+++ Input material
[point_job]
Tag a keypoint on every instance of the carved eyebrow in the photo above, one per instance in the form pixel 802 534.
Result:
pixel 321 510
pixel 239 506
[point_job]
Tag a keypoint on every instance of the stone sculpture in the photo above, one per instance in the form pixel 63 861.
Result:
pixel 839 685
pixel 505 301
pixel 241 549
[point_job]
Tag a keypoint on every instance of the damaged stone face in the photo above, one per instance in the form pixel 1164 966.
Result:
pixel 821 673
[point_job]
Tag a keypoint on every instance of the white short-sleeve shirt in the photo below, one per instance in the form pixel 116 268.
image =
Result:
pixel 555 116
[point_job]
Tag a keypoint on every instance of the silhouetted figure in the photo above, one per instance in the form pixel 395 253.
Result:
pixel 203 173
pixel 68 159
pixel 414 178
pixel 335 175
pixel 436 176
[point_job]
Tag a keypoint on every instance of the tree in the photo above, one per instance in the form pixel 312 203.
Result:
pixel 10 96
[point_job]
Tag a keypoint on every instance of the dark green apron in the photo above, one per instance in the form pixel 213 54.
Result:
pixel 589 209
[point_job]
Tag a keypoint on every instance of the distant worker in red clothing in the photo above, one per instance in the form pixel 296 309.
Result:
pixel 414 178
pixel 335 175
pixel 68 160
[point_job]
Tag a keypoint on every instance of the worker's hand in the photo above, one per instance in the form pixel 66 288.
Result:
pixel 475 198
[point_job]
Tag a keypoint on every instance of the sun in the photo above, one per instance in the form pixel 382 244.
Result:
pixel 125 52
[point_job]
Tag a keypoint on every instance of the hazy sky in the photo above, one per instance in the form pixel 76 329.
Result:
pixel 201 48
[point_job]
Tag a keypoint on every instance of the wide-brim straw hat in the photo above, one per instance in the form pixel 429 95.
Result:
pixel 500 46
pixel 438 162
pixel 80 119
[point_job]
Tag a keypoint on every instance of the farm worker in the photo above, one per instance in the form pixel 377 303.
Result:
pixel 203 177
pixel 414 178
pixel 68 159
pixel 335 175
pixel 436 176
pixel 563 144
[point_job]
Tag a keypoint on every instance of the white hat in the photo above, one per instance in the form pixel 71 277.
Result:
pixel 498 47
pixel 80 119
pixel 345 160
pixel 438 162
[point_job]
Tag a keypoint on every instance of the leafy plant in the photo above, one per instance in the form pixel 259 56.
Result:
++++++
Exercise instructions
Which lines in the data above contain the word "worker"? Pull out each of those lines in full.

Result below
Tag a keypoint on every instance of the distant worker in red clothing in the photo above, one per instance in the form pixel 296 309.
Tag a keypoint on every instance of the worker's hand in the photo above, one per instance in the form pixel 66 288.
Tag a keypoint on every instance of the farm worker in the photo above, one per instance in the form pixel 377 303.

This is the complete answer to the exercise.